__REQUIREMENTS__.
1/ Quote the stretch from "Powdered slaked lime" through "be treated downstream." in the passage on powdered slaked lime below.
2/ Pick up the passage on powdered slaked lime below where it stops and carry it forward.

__SELECTION__.
▶

Powdered hydrated lime, also known as slaked lime, is understood to mean a set of solid particles consisting mainly of calcium hydroxide Ca(OH)2.
This slaked lime may obviously contain impurities, such as magnesium oxide or hydroxide, silica, alumina, etc., in a quantity of a few tens of grams per kilo. In general, the particle size of this powdered material is on the whole less than 1 mm and often less than 250 μm. Slaked lime may contain free water, that is to say water that is not chemically bound to the compound, in a quantity of up to around 50 g/kg.
Powdered slaked lime is used in many applications, in particular as a neutralizing agent for acid compounds (HCl, SO2, HF, SO3 . . . ) contained in flue gases. In this “dry” method, which is simple and inexpensive, the powdered lime, which is used as an absorbent, is brought into direct contact with the gases to be purified. However, the neutralization reaction between gas and solid is not easy, and a large excess of calcareous reagent with respect to the quantity of acid to be neutralized is often necessary in order to meet increasingly strict emission standards. This excess of reagent poses the problem in particular of additionally generating by-products or residues which have to be treated downstream.

◀

__DATA__.
▶

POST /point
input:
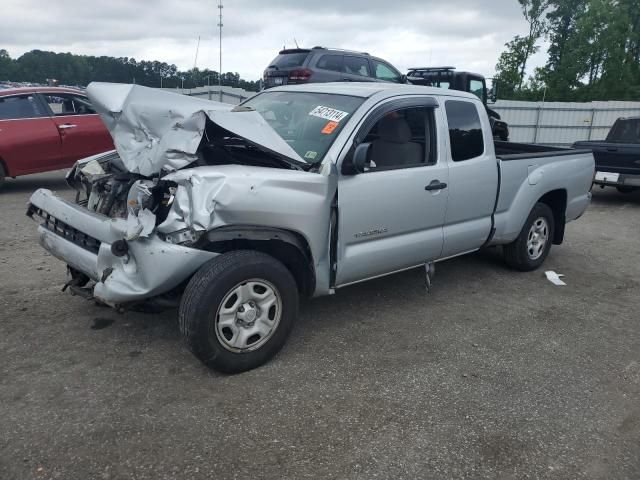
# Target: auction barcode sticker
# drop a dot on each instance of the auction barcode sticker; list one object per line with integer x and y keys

◀

__FINAL RESULTS__.
1/
Powdered slaked lime is used in many applications, in particular as a neutralizing agent for acid compounds (HCl, SO2, HF, SO3 . . . ) contained in flue gases. In this “dry” method, which is simple and inexpensive, the powdered lime, which is used as an absorbent, is brought into direct contact with the gases to be purified. However, the neutralization reaction between gas and solid is not easy, and a large excess of calcareous reagent with respect to the quantity of acid to be neutralized is often necessary in order to meet increasingly strict emission standards. This excess of reagent poses the problem in particular of additionally generating by-products or residues which have to be treated downstream.

2/
To reduce the excess of reagent or absorbent that has to be used, many products based on powdered slaked lime have been developed in order to obtain a better capability for trapping acid gases using the “dry method”.
In particular, it is known to promote the ability of conventional slaked limes to trap gaseous HCl by combining said conventional slaked limes with an additive, such as alkali metal hydroxides or carbonates or alkali metal chlorides [CHEN, D. et coll., International Academic Publishers, 1999, pp. 337-342]. In said document, the additive in question is added to the slaking water for the quicklime during the preparation of the hydrated lime. The authors note an improvement in performance with regard to reducing gaseous HCl for the slaked lime thus obtained, compared to when the additive is absent, at use temperatures above 200° C. On the other hand, no effect in terms of reducing SO2 is mentioned.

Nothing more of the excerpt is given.